• [TASK DIRECTIONS]: From the records below, copy each line that has the word "vegetation" in it.

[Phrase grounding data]
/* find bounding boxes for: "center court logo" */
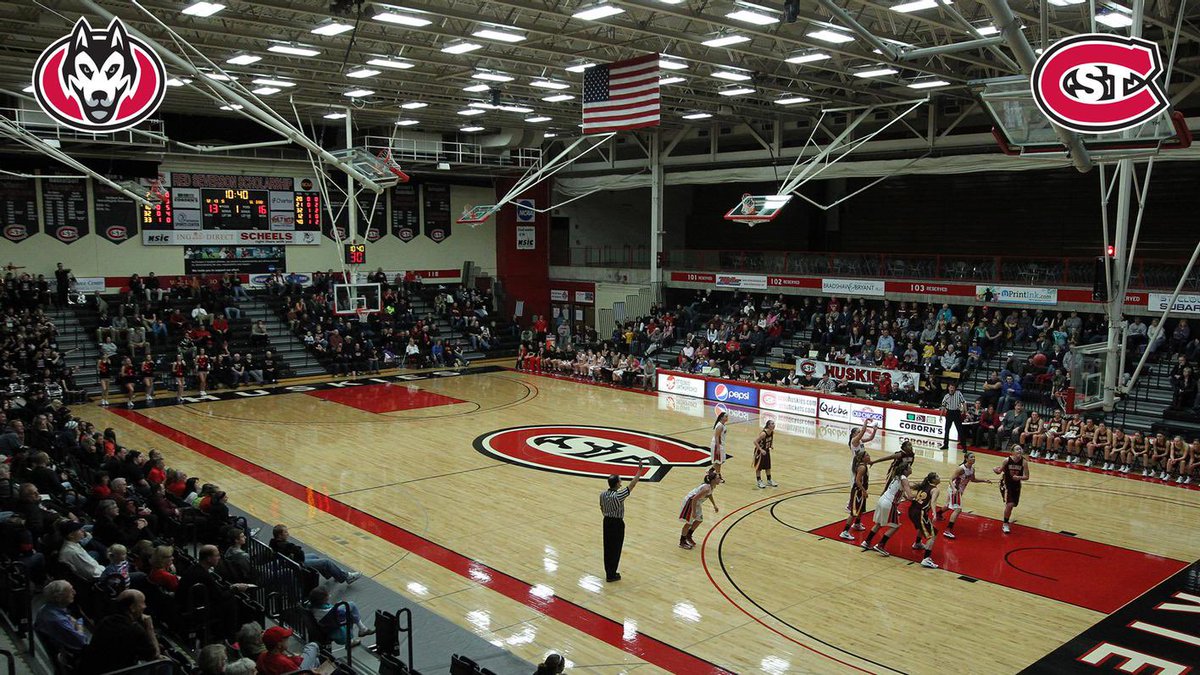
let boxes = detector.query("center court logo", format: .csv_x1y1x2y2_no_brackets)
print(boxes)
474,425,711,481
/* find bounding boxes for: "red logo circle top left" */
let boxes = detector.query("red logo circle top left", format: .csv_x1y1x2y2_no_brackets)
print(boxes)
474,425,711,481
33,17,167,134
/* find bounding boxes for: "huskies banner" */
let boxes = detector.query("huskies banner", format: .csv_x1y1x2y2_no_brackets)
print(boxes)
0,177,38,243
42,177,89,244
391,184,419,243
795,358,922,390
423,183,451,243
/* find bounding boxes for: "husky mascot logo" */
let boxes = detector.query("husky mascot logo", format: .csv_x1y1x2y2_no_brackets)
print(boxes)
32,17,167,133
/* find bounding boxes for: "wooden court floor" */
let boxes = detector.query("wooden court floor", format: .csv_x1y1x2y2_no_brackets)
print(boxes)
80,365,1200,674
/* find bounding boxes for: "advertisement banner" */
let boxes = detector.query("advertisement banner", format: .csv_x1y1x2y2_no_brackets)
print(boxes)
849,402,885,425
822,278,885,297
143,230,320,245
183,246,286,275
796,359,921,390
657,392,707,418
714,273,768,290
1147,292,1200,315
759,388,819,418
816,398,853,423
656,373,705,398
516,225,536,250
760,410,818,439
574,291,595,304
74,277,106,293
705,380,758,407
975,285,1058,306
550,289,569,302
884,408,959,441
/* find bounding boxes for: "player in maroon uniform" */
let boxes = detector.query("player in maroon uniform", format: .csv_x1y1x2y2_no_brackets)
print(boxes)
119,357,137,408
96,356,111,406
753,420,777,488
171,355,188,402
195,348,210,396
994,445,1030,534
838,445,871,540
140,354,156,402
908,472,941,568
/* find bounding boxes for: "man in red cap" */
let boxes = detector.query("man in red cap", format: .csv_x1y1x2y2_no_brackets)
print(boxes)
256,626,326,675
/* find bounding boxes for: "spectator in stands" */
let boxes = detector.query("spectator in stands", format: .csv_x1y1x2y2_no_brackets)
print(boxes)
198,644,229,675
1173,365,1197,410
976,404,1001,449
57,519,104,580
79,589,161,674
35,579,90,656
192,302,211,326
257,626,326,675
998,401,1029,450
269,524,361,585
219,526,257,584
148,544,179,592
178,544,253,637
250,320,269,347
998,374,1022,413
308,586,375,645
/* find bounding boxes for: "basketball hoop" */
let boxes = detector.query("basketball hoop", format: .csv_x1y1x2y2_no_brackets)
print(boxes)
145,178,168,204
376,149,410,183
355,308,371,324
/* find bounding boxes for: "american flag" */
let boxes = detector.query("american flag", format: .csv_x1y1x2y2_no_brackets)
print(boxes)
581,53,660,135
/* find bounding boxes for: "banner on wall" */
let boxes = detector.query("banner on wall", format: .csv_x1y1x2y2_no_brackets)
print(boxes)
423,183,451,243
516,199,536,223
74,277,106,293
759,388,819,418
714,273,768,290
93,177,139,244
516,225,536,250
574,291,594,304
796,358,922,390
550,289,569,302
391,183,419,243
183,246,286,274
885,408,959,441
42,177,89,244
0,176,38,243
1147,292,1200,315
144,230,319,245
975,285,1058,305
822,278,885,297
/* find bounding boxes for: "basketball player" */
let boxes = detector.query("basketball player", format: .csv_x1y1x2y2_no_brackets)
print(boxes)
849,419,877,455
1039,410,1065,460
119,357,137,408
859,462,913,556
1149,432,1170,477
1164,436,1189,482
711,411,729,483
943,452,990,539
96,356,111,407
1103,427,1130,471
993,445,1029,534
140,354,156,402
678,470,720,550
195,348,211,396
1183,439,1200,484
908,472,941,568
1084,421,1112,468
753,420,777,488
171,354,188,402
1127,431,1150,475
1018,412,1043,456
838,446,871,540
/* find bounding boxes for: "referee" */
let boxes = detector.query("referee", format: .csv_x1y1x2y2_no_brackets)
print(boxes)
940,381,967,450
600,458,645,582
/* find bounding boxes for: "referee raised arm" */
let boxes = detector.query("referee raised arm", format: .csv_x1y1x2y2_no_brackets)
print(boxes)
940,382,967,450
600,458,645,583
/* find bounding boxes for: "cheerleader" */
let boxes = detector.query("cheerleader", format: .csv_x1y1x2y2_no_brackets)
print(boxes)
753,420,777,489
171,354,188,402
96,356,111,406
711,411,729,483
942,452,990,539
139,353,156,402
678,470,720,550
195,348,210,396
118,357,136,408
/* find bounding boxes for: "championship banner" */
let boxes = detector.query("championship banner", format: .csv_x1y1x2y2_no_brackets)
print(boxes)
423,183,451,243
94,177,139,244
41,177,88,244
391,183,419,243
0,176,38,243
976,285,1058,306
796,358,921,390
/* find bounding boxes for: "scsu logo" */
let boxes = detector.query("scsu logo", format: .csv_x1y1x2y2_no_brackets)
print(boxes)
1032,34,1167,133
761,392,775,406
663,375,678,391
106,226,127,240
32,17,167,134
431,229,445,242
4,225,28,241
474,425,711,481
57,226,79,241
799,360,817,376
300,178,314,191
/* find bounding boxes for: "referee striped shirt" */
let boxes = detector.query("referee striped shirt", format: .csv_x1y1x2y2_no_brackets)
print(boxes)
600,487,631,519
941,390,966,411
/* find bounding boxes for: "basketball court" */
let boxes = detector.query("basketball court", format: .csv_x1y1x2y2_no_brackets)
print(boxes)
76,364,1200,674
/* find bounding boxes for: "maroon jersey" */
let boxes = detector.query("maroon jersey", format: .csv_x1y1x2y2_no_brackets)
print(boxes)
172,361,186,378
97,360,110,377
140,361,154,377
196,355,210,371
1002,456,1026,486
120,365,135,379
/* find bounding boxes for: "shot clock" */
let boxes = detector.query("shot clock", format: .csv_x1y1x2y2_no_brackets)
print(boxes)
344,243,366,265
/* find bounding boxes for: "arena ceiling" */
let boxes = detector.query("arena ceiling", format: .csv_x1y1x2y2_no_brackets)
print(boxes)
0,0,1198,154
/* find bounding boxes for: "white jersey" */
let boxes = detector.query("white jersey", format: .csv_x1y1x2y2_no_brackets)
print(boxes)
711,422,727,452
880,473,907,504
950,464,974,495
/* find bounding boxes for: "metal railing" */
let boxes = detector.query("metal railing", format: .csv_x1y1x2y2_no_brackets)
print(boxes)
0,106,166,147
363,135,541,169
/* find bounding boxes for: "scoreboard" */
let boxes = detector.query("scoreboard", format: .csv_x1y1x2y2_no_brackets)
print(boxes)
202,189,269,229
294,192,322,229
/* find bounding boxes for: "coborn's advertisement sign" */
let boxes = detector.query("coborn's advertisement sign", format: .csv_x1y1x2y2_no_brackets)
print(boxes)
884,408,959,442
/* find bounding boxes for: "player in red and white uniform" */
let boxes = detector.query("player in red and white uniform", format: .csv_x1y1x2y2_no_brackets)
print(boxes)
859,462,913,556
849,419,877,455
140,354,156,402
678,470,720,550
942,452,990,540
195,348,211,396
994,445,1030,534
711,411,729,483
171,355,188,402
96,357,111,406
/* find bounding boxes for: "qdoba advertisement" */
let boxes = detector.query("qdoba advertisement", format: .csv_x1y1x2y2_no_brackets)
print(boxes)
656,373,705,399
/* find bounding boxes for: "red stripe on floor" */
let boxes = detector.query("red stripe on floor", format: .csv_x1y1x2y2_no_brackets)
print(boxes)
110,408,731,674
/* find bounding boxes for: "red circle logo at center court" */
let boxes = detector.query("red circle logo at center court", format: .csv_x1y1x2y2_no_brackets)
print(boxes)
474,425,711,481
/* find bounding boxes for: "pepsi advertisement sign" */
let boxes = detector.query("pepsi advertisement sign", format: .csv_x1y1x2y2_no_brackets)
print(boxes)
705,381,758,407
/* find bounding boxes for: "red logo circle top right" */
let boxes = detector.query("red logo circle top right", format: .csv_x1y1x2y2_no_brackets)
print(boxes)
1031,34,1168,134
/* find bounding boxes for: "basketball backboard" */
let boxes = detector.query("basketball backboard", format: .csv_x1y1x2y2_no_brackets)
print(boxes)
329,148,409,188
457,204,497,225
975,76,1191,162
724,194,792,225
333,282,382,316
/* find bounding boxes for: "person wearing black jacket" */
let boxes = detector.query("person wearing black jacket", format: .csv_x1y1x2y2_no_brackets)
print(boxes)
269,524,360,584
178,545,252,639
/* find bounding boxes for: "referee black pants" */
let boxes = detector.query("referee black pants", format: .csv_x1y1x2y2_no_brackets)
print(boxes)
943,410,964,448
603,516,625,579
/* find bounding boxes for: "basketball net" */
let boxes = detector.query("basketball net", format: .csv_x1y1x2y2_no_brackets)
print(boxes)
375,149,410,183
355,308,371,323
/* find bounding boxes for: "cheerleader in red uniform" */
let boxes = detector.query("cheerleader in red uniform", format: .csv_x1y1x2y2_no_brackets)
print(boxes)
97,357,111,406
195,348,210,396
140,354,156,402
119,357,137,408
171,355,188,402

--

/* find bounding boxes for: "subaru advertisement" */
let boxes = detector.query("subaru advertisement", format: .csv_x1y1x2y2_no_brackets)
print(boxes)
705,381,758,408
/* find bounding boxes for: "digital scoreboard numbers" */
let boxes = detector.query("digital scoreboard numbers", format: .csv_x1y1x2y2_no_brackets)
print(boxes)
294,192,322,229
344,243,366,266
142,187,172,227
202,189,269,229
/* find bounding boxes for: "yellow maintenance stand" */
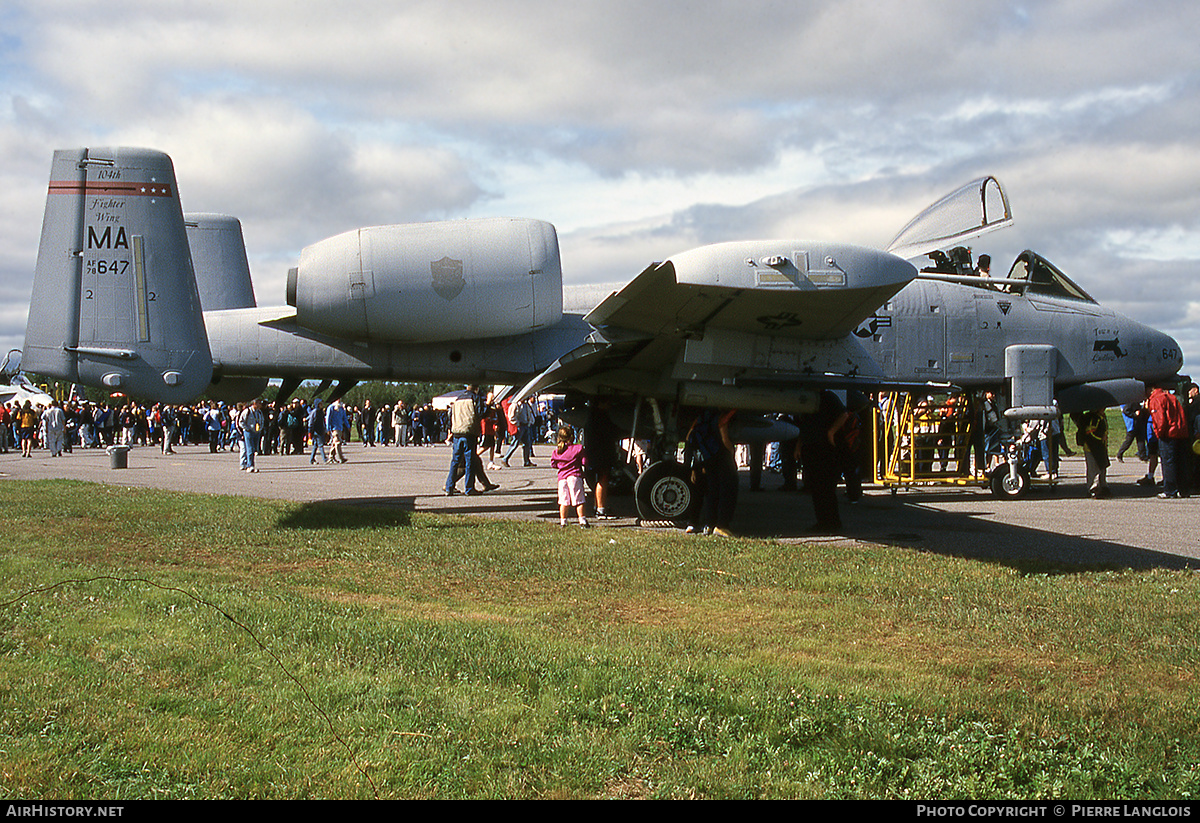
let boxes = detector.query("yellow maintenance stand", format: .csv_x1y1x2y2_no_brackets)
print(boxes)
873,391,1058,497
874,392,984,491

* * *

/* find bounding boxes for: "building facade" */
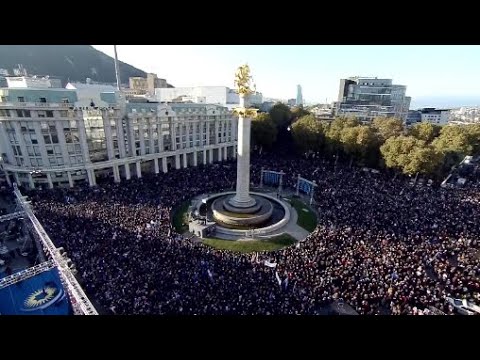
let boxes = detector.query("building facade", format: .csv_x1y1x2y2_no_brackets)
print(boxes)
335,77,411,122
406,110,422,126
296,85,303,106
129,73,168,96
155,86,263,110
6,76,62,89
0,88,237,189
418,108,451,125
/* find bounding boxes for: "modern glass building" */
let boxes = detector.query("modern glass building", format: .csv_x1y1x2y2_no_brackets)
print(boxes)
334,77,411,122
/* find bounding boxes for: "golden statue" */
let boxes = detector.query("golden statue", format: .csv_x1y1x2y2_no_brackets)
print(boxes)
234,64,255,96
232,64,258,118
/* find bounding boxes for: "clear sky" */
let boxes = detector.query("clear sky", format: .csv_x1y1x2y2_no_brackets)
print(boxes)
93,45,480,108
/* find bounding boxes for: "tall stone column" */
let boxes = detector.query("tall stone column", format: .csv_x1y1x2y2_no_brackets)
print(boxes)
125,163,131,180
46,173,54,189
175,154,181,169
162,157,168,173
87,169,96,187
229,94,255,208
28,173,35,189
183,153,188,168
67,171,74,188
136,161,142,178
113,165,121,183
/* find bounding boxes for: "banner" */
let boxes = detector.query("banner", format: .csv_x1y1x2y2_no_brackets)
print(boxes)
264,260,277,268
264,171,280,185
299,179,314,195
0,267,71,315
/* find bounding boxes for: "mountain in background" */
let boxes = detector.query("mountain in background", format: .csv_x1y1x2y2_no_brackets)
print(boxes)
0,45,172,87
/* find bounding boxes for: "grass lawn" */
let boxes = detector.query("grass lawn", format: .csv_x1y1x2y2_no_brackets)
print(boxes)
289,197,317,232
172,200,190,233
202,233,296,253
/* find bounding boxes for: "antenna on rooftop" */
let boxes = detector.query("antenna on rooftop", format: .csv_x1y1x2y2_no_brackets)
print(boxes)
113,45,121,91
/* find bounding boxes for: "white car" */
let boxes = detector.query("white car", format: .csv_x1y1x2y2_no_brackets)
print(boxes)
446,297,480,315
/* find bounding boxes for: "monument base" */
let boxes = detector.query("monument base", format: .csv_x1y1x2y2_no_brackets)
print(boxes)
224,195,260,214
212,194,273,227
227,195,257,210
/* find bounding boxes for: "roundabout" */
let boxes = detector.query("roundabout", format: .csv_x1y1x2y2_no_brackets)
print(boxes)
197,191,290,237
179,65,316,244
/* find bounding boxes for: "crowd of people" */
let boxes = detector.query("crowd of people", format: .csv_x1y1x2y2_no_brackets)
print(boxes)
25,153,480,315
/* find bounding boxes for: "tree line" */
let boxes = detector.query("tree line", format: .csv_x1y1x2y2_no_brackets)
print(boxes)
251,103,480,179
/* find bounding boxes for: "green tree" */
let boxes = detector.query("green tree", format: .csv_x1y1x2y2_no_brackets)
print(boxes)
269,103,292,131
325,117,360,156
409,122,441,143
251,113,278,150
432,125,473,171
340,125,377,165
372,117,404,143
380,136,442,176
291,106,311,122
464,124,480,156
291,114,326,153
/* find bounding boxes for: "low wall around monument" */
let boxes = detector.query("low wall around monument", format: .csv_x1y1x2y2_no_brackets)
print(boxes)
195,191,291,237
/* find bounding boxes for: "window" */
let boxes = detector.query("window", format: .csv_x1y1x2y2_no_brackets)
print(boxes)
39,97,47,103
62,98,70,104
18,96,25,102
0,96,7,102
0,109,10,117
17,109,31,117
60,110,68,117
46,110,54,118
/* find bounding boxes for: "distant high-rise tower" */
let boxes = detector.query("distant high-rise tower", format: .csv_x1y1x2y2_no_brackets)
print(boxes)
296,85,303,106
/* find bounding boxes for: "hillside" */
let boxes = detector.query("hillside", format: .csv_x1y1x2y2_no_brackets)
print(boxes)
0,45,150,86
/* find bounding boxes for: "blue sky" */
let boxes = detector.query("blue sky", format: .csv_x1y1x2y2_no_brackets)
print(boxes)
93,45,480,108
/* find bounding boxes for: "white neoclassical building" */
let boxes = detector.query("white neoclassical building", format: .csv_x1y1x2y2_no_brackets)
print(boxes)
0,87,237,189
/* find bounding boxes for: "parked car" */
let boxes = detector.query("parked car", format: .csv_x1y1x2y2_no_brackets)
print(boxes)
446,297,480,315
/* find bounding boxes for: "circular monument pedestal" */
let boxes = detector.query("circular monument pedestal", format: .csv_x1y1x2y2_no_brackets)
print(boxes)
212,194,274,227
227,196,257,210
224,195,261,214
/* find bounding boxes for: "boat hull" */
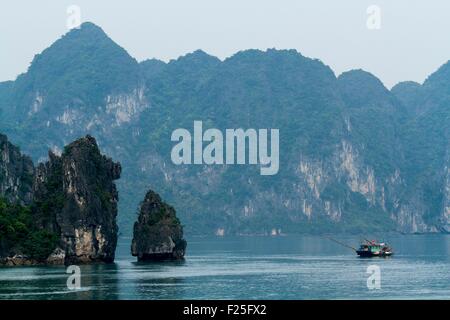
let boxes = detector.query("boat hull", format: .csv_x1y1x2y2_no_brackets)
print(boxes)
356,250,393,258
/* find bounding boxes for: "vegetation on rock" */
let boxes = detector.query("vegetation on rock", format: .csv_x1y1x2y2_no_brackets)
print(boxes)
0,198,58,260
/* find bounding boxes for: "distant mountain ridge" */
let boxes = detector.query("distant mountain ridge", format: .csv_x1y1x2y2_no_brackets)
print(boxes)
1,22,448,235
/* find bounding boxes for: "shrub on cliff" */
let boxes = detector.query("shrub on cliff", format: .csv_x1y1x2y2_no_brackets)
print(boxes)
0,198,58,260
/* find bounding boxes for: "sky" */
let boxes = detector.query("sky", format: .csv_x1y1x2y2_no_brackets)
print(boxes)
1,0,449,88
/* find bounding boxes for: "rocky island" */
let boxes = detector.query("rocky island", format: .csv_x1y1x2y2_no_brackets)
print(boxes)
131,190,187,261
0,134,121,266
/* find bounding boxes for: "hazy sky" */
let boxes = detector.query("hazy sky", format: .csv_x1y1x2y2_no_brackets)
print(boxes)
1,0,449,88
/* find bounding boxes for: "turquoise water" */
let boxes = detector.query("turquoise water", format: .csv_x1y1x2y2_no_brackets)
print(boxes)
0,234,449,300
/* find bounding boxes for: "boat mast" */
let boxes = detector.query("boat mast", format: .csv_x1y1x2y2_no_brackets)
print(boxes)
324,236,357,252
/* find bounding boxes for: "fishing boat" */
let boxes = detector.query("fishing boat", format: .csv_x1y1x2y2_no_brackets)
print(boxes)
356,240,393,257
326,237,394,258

• [TASK RESPONSE]:
/* find bounding boxes for: "vegetation on rock" */
let boxes = detector.query("vegetation on rock", format: .csv_x1y1x2y2_no_brackets)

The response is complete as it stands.